所定の保管日数が経過後の各硬化性組成物について、組成物中から離油した液状成分を取り除いた後、質量[g]を測定し、下記式Aに基づき、耐離油率[%]を算出した。
(式A)
耐離油率[%]=(離油成分量[g]/保管前の硬化性組成物が含有する液状成分量[g])×100
【0111】
本評価では、各保管日数に応じて、下記に示す耐離油率[%]である場合に、硬化性組成物が耐離油性に優れると評価した。
(保管日数) (耐離油率[%])
14日間 0.5%以下
28日間 1.0%以下
60日間 1.5%以下
【0112】
<粘度>
上記で調製した硬化性組成物について、動的粘弾性測定装置(Anton Paar社製、製品名:MCR 101)を用いて、25℃におけるせん断粘度η[Pa・s]を測定した。
測定対象である硬化性組成物の治具として、PP25パラレルプレート(直径25mm、Anton Paar社製)を使用した。
測定は、せん断速度0.01[1/s]、0.1[1/s]、1[1/s]、10[1/s]及び100[1/s]の各せん断速度におけるせん断粘度η[Pa・s]を測定することで行った。
【0113】
<熱伝導率[W/m・K]>
熱伝導率は、ASTM D5470に準拠して測定した。
縦×横×高さ(厚み)が10mm×10mm×1mmになるように成型した硬化性組成物の上下を10mm×10mmの銅板で挟み、Nパージ雰囲気下において、80℃、30分の硬化条件で硬化させた後、熱抵抗測定装置(ツクバリカセイキ(株)製、製品名;熱抵抗測定装置)で熱抵抗(単位;K・cm/W)を測定し、熱伝導率に換算した。

•••

» **作業内容**: 上の提供テキストでせん断粘度を測ったせん断速度を、すべて挙げてください。

•••

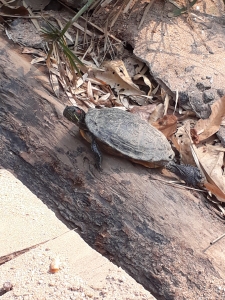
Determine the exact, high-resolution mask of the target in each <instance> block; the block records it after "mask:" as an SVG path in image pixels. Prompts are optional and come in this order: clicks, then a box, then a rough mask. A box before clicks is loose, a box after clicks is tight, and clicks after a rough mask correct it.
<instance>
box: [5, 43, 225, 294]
mask: <svg viewBox="0 0 225 300" xmlns="http://www.w3.org/2000/svg"><path fill="white" fill-rule="evenodd" d="M0 44H1V62H0V103H1V110H0V124H1V126H0V132H1V147H0V153H1V155H0V164H1V166H2V167H3V168H6V169H8V170H11V171H12V172H13V173H14V174H15V175H16V176H17V177H18V178H19V179H20V180H21V181H22V182H23V183H24V184H26V185H27V186H28V187H29V188H30V189H31V190H32V192H34V193H35V194H36V195H37V196H38V197H39V198H40V199H42V200H43V201H44V203H46V205H48V206H49V207H50V208H51V209H53V210H54V211H55V212H56V213H57V214H58V216H59V217H60V218H62V219H63V220H64V221H65V222H67V224H70V225H71V226H73V227H78V228H79V232H80V234H81V236H82V237H83V238H84V239H85V241H87V242H88V244H89V245H91V246H92V247H93V248H95V249H97V250H98V251H100V252H101V253H102V254H104V255H106V256H107V257H108V258H109V259H111V260H112V261H113V262H115V263H116V264H117V265H120V266H121V267H123V268H124V269H125V270H126V271H127V272H128V273H129V274H131V275H132V276H133V277H134V278H135V279H136V280H137V281H138V282H140V283H142V284H143V285H144V287H145V288H147V289H148V290H150V291H151V292H152V293H153V295H155V296H156V297H157V299H179V300H180V299H192V300H193V299H223V297H225V296H224V289H223V284H224V280H225V271H224V270H225V268H224V267H225V263H224V258H223V256H224V243H225V242H224V241H223V240H221V241H220V242H218V243H217V244H216V245H214V246H212V247H211V248H209V249H208V250H207V251H205V252H204V249H205V248H207V246H208V245H209V243H210V241H212V240H214V239H215V238H216V237H217V236H219V235H221V234H222V233H224V225H223V224H222V222H221V220H219V219H218V218H217V217H216V216H215V215H214V214H213V213H211V211H210V209H209V208H208V207H207V205H206V204H207V203H208V202H207V200H206V199H205V198H204V197H203V196H200V195H197V196H198V197H197V198H196V197H195V196H194V195H193V194H192V193H191V192H190V191H187V190H182V189H179V188H175V187H172V186H169V185H166V184H163V183H162V182H160V181H157V180H153V179H151V176H153V175H152V174H154V176H159V178H162V177H160V175H157V174H158V172H159V171H157V170H148V169H146V168H144V167H142V166H139V165H133V164H131V163H130V162H129V161H126V160H124V159H120V158H114V157H111V156H108V155H104V160H103V165H102V167H103V171H102V172H101V173H100V172H98V171H96V170H95V168H94V167H93V157H92V154H91V151H90V146H89V145H88V144H86V143H85V141H83V139H82V138H81V137H80V136H79V133H78V129H77V128H76V127H75V126H74V125H73V124H71V123H69V122H68V121H67V120H65V119H64V118H63V116H62V111H63V108H64V105H65V104H64V103H63V101H60V100H58V99H55V98H54V96H52V95H51V93H52V91H51V88H49V86H48V79H47V78H46V77H45V76H44V75H43V74H42V73H40V72H39V71H38V70H37V69H35V68H34V67H33V66H31V65H30V63H29V62H28V61H26V59H25V56H21V55H19V54H18V53H17V52H18V51H17V52H16V51H15V50H14V48H15V46H13V45H10V44H9V43H8V42H7V41H5V40H3V39H2V38H1V39H0ZM62 247H63V245H62ZM74 255H76V245H74ZM137 299H138V298H137Z"/></svg>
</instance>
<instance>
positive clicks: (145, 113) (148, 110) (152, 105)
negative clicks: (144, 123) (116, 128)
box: [130, 104, 156, 123]
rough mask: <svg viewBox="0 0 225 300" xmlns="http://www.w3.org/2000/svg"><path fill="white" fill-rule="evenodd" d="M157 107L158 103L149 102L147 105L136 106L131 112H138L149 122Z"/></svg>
mask: <svg viewBox="0 0 225 300" xmlns="http://www.w3.org/2000/svg"><path fill="white" fill-rule="evenodd" d="M155 109H156V104H149V105H145V106H134V107H133V108H132V109H131V110H130V112H131V113H132V114H137V115H139V117H140V118H141V119H142V120H144V121H146V122H147V123H150V122H149V119H150V116H151V114H152V113H153V111H154V110H155Z"/></svg>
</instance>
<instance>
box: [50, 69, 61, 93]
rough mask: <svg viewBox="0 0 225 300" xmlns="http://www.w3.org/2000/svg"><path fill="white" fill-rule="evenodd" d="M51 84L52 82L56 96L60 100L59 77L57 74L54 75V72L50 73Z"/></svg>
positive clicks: (54, 74)
mask: <svg viewBox="0 0 225 300" xmlns="http://www.w3.org/2000/svg"><path fill="white" fill-rule="evenodd" d="M50 82H51V85H52V89H53V91H54V92H55V94H56V96H57V97H58V98H59V83H58V79H57V76H56V75H55V74H53V72H52V70H51V72H50Z"/></svg>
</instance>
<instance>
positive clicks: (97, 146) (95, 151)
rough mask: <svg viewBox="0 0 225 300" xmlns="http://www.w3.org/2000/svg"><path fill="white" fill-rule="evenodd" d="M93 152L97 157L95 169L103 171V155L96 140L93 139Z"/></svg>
mask: <svg viewBox="0 0 225 300" xmlns="http://www.w3.org/2000/svg"><path fill="white" fill-rule="evenodd" d="M91 150H92V152H93V153H94V157H95V167H96V169H98V170H101V169H102V168H101V165H102V154H101V152H100V150H99V147H98V145H97V143H96V141H95V139H94V138H92V141H91Z"/></svg>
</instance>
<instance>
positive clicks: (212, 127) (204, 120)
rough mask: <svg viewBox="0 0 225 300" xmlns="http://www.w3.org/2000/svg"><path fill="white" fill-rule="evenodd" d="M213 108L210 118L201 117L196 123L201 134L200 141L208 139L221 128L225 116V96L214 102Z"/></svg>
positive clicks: (212, 105) (212, 106) (195, 125)
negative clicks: (202, 118) (207, 118)
mask: <svg viewBox="0 0 225 300" xmlns="http://www.w3.org/2000/svg"><path fill="white" fill-rule="evenodd" d="M211 110H212V113H211V115H210V117H209V118H208V119H205V120H203V119H200V120H199V121H198V122H197V123H196V125H195V130H196V131H197V132H198V134H199V141H203V140H205V139H207V138H208V137H210V136H212V135H213V134H214V133H216V132H217V131H218V130H219V127H220V125H221V122H222V120H223V118H224V116H225V96H224V97H222V98H220V99H219V100H217V101H216V102H215V103H213V105H212V106H211ZM199 132H201V134H200V133H199Z"/></svg>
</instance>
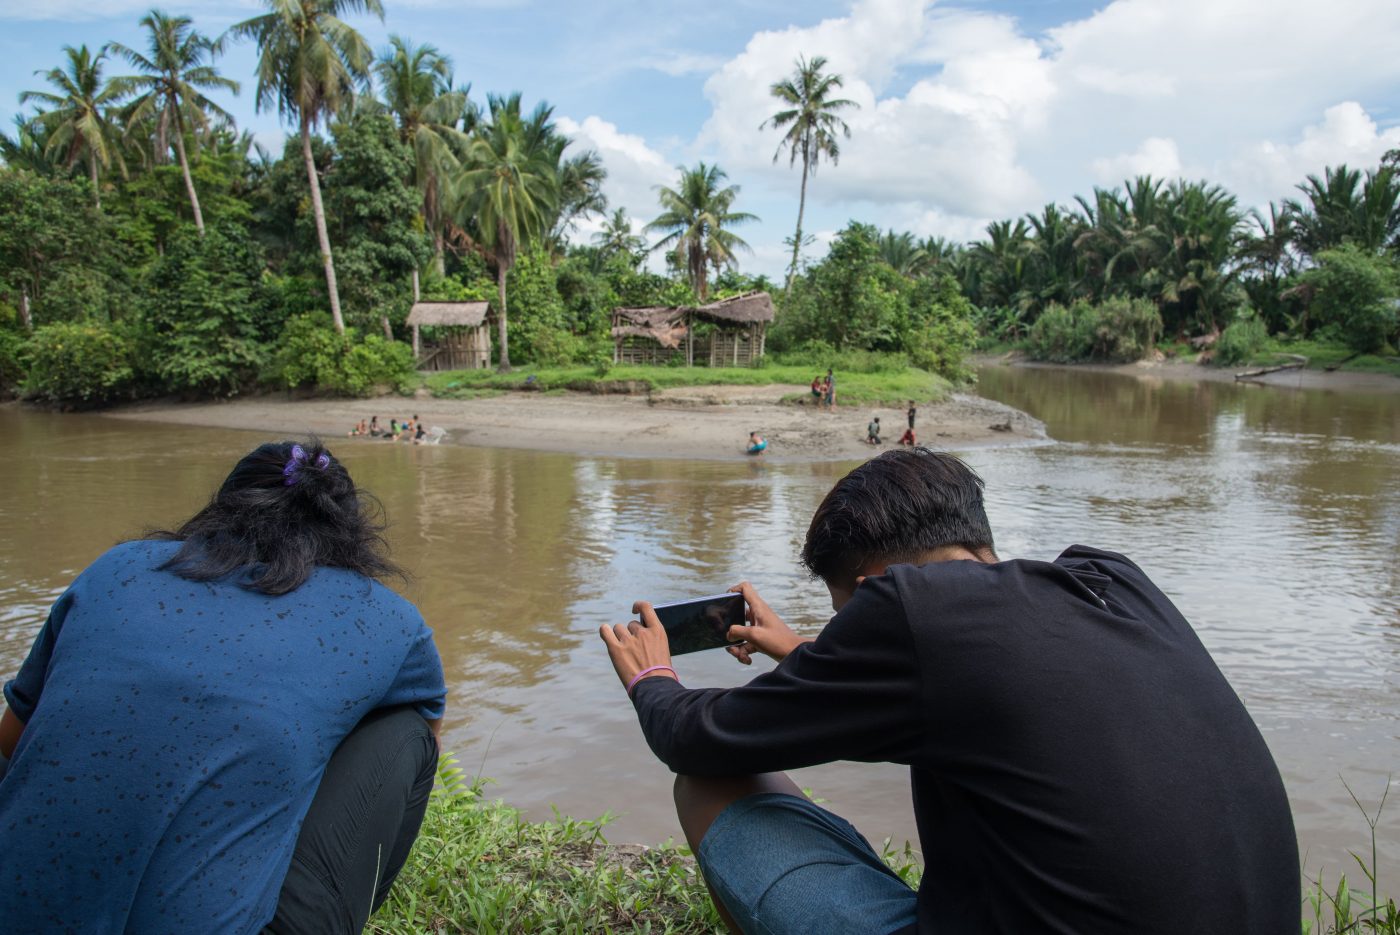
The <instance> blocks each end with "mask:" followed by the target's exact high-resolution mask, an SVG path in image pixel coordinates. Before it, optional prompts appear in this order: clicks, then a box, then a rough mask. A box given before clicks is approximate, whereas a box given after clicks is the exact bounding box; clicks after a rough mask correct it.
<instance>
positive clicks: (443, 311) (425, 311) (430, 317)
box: [409, 302, 487, 328]
mask: <svg viewBox="0 0 1400 935" xmlns="http://www.w3.org/2000/svg"><path fill="white" fill-rule="evenodd" d="M486 309H487V304H486V302H413V311H410V312H409V325H438V326H456V328H480V325H482V322H484V321H486Z"/></svg>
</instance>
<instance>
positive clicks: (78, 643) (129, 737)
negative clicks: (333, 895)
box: [0, 542, 447, 935]
mask: <svg viewBox="0 0 1400 935" xmlns="http://www.w3.org/2000/svg"><path fill="white" fill-rule="evenodd" d="M178 546H179V543H172V542H130V543H125V544H120V546H118V547H115V549H112V550H111V551H108V553H106V554H104V556H102V557H101V558H98V560H97V561H95V563H94V564H92V565H91V567H90V568H87V571H84V572H83V574H81V575H78V578H77V579H76V581H74V582H73V586H70V588H69V589H67V592H64V595H63V596H62V598H59V600H57V603H55V606H53V610H52V612H50V614H49V620H48V623H46V624H45V626H43V628H42V630H41V631H39V635H38V638H36V640H35V644H34V649H32V651H31V652H29V656H28V659H25V662H24V665H22V666H21V668H20V673H18V676H17V677H15V679H14V680H11V682H8V683H6V686H4V697H6V701H7V703H8V705H10V708H11V710H13V711H14V712H15V714H17V715H18V717H20V719H21V721H24V722H25V724H27V726H25V731H24V735H22V736H21V739H20V745H18V747H15V753H14V757H13V759H11V764H10V770H8V773H7V774H6V775H4V778H3V780H0V928H3V929H4V931H6V932H14V934H15V935H22V934H29V932H67V931H73V932H83V934H84V935H98V934H104V932H140V934H143V935H146V934H151V935H160V934H162V932H256V931H259V929H260V928H262V927H263V925H265V924H267V922H269V921H270V920H272V917H273V913H274V911H276V906H277V894H279V892H280V889H281V882H283V879H284V878H286V875H287V866H288V864H290V861H291V854H293V848H294V847H295V843H297V833H298V830H300V827H301V822H302V819H304V817H305V815H307V809H308V808H309V805H311V799H312V796H314V795H315V791H316V785H318V782H319V781H321V774H322V770H323V768H325V766H326V761H328V760H329V759H330V753H332V752H333V750H335V747H336V746H337V745H339V743H340V740H342V739H343V738H344V736H346V733H349V732H350V729H351V728H354V725H356V724H357V722H358V721H360V718H363V717H364V715H365V714H367V712H370V711H372V710H374V708H379V707H389V705H399V704H412V705H416V708H417V710H419V711H420V712H421V714H423V717H426V718H430V719H434V718H440V717H442V707H444V700H445V694H447V690H445V687H444V682H442V663H441V661H440V659H438V654H437V649H435V648H434V645H433V634H431V631H430V630H428V628H427V627H426V626H424V623H423V619H421V616H420V614H419V612H417V610H416V609H414V607H413V605H410V603H409V602H407V600H405V599H403V598H399V596H398V595H395V593H393V592H392V591H389V589H388V588H385V586H382V585H379V584H378V582H374V581H370V579H368V578H364V577H363V575H358V574H354V572H349V571H343V570H333V568H318V570H316V571H315V574H312V577H311V578H309V579H308V581H307V582H305V584H304V585H302V586H300V588H297V589H295V591H294V592H291V593H287V595H281V596H276V598H273V596H267V595H263V593H259V592H255V591H248V589H244V588H239V586H238V585H237V584H235V582H232V581H224V582H211V584H204V582H195V581H186V579H183V578H179V577H176V575H174V574H171V572H167V571H157V570H155V568H157V567H158V565H160V564H161V563H162V561H165V560H167V558H168V557H169V556H172V554H174V551H175V549H176V547H178Z"/></svg>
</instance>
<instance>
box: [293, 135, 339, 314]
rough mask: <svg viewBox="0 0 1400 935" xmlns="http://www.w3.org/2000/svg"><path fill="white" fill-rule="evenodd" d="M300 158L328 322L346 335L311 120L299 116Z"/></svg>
mask: <svg viewBox="0 0 1400 935" xmlns="http://www.w3.org/2000/svg"><path fill="white" fill-rule="evenodd" d="M301 158H302V160H305V161H307V181H308V182H309V183H311V211H312V213H314V214H315V216H316V238H318V239H319V241H321V259H322V262H323V263H325V266H326V293H329V295H330V321H333V322H335V325H336V332H337V333H340V335H344V333H346V319H344V318H342V316H340V291H339V290H337V288H336V265H335V260H332V259H330V235H329V234H328V232H326V209H325V207H322V206H321V179H318V178H316V160H315V158H314V157H312V155H311V120H309V119H308V118H307V115H305V113H302V115H301Z"/></svg>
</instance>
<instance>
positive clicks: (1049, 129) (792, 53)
mask: <svg viewBox="0 0 1400 935" xmlns="http://www.w3.org/2000/svg"><path fill="white" fill-rule="evenodd" d="M1396 35H1400V4H1397V3H1394V1H1393V0H1348V1H1347V3H1344V4H1340V7H1338V6H1337V4H1334V6H1333V7H1326V8H1323V7H1317V6H1316V4H1315V3H1312V0H1229V1H1228V3H1219V0H1113V1H1110V3H1107V6H1105V7H1103V8H1100V10H1098V11H1095V13H1092V14H1091V15H1086V17H1084V18H1082V20H1075V21H1070V22H1064V24H1061V25H1058V27H1056V28H1051V29H1049V31H1047V32H1046V34H1043V35H1035V34H1029V32H1026V31H1025V29H1023V28H1022V27H1021V24H1019V22H1018V21H1016V20H1014V18H1011V17H1007V15H1002V14H997V13H988V11H983V10H976V8H959V7H951V6H946V4H935V3H932V1H931V0H855V3H853V6H851V8H850V11H848V14H846V15H843V17H836V18H829V20H825V21H820V22H816V24H812V25H805V27H790V28H784V29H770V31H762V32H757V34H755V35H753V36H752V38H750V39H749V41H748V43H746V45H745V48H743V49H742V52H739V53H738V55H735V56H734V57H732V59H731V60H729V62H727V63H725V64H724V66H722V67H720V69H718V70H717V71H715V73H714V74H711V76H710V78H708V80H707V81H706V85H704V91H706V97H707V98H708V99H710V102H711V106H713V111H711V115H710V118H708V120H707V122H706V125H704V127H703V130H701V132H700V134H699V137H697V140H696V144H694V147H696V151H697V153H700V154H703V155H704V158H717V160H718V161H720V162H721V165H724V167H725V168H727V169H728V171H729V174H731V176H732V178H735V179H738V181H745V182H750V185H748V186H746V189H748V190H749V192H752V190H755V189H757V188H759V186H753V185H752V179H753V178H755V176H757V179H759V181H760V185H762V186H763V189H764V190H767V192H769V193H770V195H776V193H787V192H791V190H794V189H795V188H797V175H795V172H792V171H790V168H788V162H787V158H785V157H787V154H785V153H784V158H783V160H781V161H780V162H778V164H777V165H774V164H773V151H774V148H776V147H777V143H778V134H777V133H774V132H773V130H759V125H760V123H762V122H763V120H764V119H766V118H767V116H769V115H771V113H773V112H774V109H776V108H777V104H776V102H774V101H773V98H771V97H770V94H769V87H770V85H771V84H773V83H774V81H777V80H780V78H783V77H785V76H787V74H788V73H790V71H791V70H792V62H794V59H795V57H797V56H798V55H805V56H816V55H822V56H825V57H827V60H829V70H830V71H833V73H837V74H841V76H843V77H844V78H846V87H844V90H843V91H844V92H843V97H847V98H850V99H854V101H857V102H858V104H860V105H861V108H860V111H847V112H846V113H844V115H843V116H844V118H846V120H847V123H848V125H850V127H851V133H853V137H851V139H850V140H841V158H840V162H839V164H837V165H825V164H823V165H822V167H820V171H819V172H818V174H816V176H815V179H813V182H812V185H811V188H809V192H808V211H809V214H811V216H812V223H813V224H826V225H830V224H833V223H836V224H839V223H840V221H839V218H840V217H853V216H854V217H858V218H861V220H869V221H872V223H876V224H881V225H882V227H890V225H895V227H903V228H904V230H913V231H916V232H920V234H938V235H945V237H951V238H955V239H965V238H966V237H969V235H970V237H977V235H980V232H981V230H983V227H984V225H986V223H987V221H988V220H991V218H997V217H1012V216H1016V214H1022V213H1026V211H1035V210H1037V209H1039V207H1040V206H1042V204H1043V203H1044V202H1049V200H1054V202H1060V203H1067V202H1070V199H1071V197H1072V196H1074V195H1079V193H1088V190H1089V189H1091V188H1092V186H1093V185H1095V183H1100V185H1116V183H1119V182H1121V181H1123V179H1124V178H1130V176H1134V175H1140V174H1151V175H1155V176H1165V178H1173V176H1177V175H1189V176H1191V178H1198V176H1205V178H1208V179H1210V181H1212V182H1219V183H1222V185H1225V186H1226V188H1229V189H1232V190H1235V192H1238V193H1239V195H1240V197H1242V200H1243V202H1245V203H1246V204H1247V203H1257V200H1260V199H1261V200H1267V199H1268V197H1282V196H1287V195H1288V193H1289V190H1291V189H1292V186H1294V185H1295V183H1296V182H1298V181H1301V179H1302V176H1303V175H1305V174H1308V172H1317V171H1320V169H1322V167H1323V165H1324V164H1329V162H1331V164H1336V162H1338V161H1348V162H1351V164H1372V165H1373V164H1375V161H1376V158H1378V157H1379V154H1380V153H1382V151H1385V148H1387V147H1393V146H1400V141H1397V139H1396V137H1397V136H1400V129H1382V127H1378V126H1376V120H1375V118H1373V116H1371V115H1368V113H1366V111H1365V109H1364V108H1362V105H1361V104H1357V101H1368V99H1380V101H1383V99H1392V101H1400V97H1397V94H1396V92H1397V91H1400V56H1394V53H1393V48H1392V46H1393V38H1394V36H1396ZM1338 102H1340V104H1338ZM1319 113H1324V118H1323V120H1322V122H1320V123H1315V125H1313V126H1306V127H1305V125H1306V123H1309V122H1312V120H1316V119H1317V118H1316V115H1319ZM1299 134H1301V137H1299ZM1281 141H1282V143H1281ZM764 227H766V228H767V227H769V225H764ZM780 230H781V227H780V225H777V224H774V225H773V227H771V228H769V230H767V231H766V234H767V237H769V238H770V239H771V238H774V235H776V234H777V231H780Z"/></svg>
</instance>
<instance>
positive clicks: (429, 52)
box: [374, 36, 476, 274]
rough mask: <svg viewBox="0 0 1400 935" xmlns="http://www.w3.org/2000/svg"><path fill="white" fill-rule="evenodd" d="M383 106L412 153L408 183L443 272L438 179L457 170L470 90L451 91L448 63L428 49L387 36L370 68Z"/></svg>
mask: <svg viewBox="0 0 1400 935" xmlns="http://www.w3.org/2000/svg"><path fill="white" fill-rule="evenodd" d="M374 73H375V77H378V78H379V88H381V91H382V92H384V101H385V105H386V106H388V108H389V112H391V113H392V115H393V118H395V119H396V120H398V123H399V139H402V140H403V141H405V143H407V144H409V148H412V150H413V181H414V183H416V185H417V188H419V190H420V192H421V193H423V220H424V223H426V224H427V228H428V230H430V231H431V232H433V246H434V253H435V258H437V259H435V263H437V270H438V273H440V274H441V273H442V252H444V242H442V223H444V214H442V179H445V178H447V176H449V175H452V174H454V172H456V171H458V169H459V168H461V158H459V157H461V154H462V153H465V151H466V147H468V144H469V143H470V136H469V133H470V130H472V127H473V126H475V125H476V108H475V106H473V105H472V101H470V98H469V97H468V91H469V88H454V87H452V59H449V57H448V56H445V55H442V53H441V52H438V50H437V49H435V48H434V46H431V45H413V43H412V42H409V41H407V39H405V38H402V36H389V48H388V49H385V50H384V52H381V53H379V57H378V59H377V60H375V63H374Z"/></svg>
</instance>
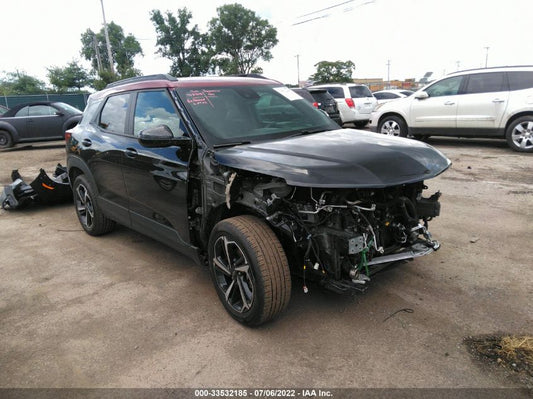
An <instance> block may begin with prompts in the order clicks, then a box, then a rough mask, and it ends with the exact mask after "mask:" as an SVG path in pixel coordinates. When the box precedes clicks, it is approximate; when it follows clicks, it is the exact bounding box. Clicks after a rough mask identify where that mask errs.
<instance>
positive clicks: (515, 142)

•••

» **回答**: 0.01[1/s]、0.1[1/s]、1[1/s]、10[1/s]、100[1/s]